TEKS SUMBER
Ponorogo dan Banyuwangi Terancam Tak Ikut Pilkada Serentak

Foto: ilustrasi

Foto: ilustrasi

KPU Jatim, Bhirawa
Sampai batas waktu terakhir penyerahan Naskah Perjanjian Hibah Daerah (NPHD) dana Pilkada yang resmi ditutup, Senin (18/5) oleh KPU Jawa Timur, ternyata ada dua kabupaten yang belum menyerahkan NPHD, yakni Kab Ponorogo dan Kab Banyuwangi.
“Sampai tadi sore (kemarin, red) dari 19 daerah yang ikut Pilkada serentak di Jatim pada 2015, tinggal dua kabupaten yang belum menyerahkan NPHD,” ungkap Dewita Hayu Shinta, anggota KPU Jatim Bidang Perencanaan, Logistik dan Keuangan saat dikonfirmasi, Senin (18/5) malam.
Dua daerah itu adalah Kabupaten Ponorogo dan Kabupaten Banyuwangi. Dengan demikian, Banyuwangi dan Ponorogo akan terancam absen dalam Pilkada 2015 karena melewati batas waktu terakhir penyerahan NPHD.  Selain lambat menyerahkan, kabarnya di dua daerah itu masih terjadi perdebatan soal teknis penggunaan anggaran Pilkada.

DATA LATIHAN
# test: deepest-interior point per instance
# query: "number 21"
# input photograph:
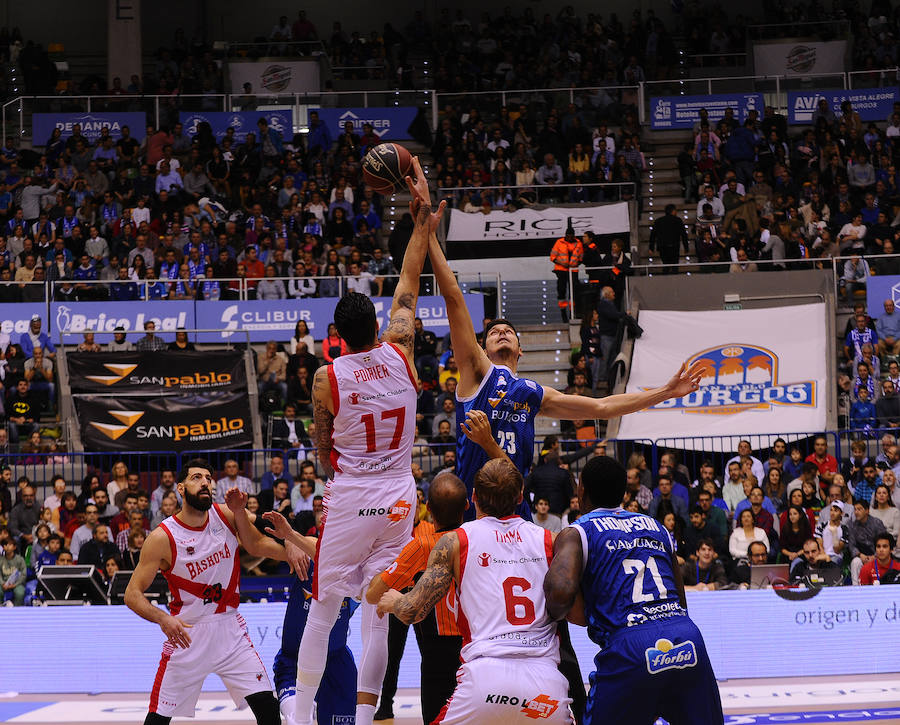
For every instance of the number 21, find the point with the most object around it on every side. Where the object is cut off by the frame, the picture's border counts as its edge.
* * *
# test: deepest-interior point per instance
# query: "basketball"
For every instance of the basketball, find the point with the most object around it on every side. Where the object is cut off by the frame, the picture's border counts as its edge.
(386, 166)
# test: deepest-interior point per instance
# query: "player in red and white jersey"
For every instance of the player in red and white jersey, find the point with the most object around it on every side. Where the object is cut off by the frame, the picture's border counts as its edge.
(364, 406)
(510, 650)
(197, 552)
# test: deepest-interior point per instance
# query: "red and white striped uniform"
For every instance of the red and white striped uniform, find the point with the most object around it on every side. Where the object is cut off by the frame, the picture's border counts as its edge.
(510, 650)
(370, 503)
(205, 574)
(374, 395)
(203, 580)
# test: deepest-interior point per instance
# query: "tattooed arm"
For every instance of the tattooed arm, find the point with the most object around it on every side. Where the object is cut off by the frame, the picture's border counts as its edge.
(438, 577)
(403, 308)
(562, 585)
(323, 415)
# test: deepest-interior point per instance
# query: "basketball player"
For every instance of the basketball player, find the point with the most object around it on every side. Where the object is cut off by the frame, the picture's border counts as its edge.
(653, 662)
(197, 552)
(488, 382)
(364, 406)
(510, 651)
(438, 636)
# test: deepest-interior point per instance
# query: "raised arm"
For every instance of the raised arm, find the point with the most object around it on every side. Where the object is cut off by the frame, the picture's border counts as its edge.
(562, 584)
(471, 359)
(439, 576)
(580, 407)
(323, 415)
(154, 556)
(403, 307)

DAFTAR TUGAS
**1)** Ekstrak setiap baris data yang memuat kata "jersey".
**2)** Teruskan teks sumber tentang penyerahan NPHD Pilkada di Jawa Timur, mulai setelah kalimat terakhirnya.
Teks sumber dan baris data merupakan dua bahan yang terpisah satu sama lain.

JAWABAN TIAP TUGAS
**1)**
# query: "player in red and white jersey"
For every instance of the player in red and white jersey, find the point with the most object around it on every side. Where the object is cut off by the frame, the picture's border counts as its edge.

**2)**
“Kabupaten Ponorogo informasi terakhir minta waktu sampai Rabu besok, Banyuwangi sampai sore (kemarin, red) tadi belum selesai,” kata perempuan yang akrab disapa Sisin ini.
Menurutnya, KPU Jatim tetap pada kesepakatan awal yakni terakhir penyerahan NPHD pada 18 Mei 2015. Batas waktu itu sebenarnya sudah terlambat karena tahapan Pilkada di 19 daerah sudah berjalan dan sudah sangat membutuhkan pencairan anggaran. “Kita akan tetap kawal sampai pukul 00.00 (tadi malam), sambil terus melakukan koordinasi dengan pemda setempat agar malam ini diselesaikan,” terang Sisin.
Menurutnya, masa injury time ini sangat mendesak. Apalagi KPU pusat juga sudah mewanti-wanti pentingnya anggaran segera dicairkan. Selanjutnya, soal angka sudah selesai dibahas masing-masing daerah dan kesepakatan anggarannya sudah ada. “Tinggal mekanisme pencairannya yang menjadi perdebatan,” ungkapnya.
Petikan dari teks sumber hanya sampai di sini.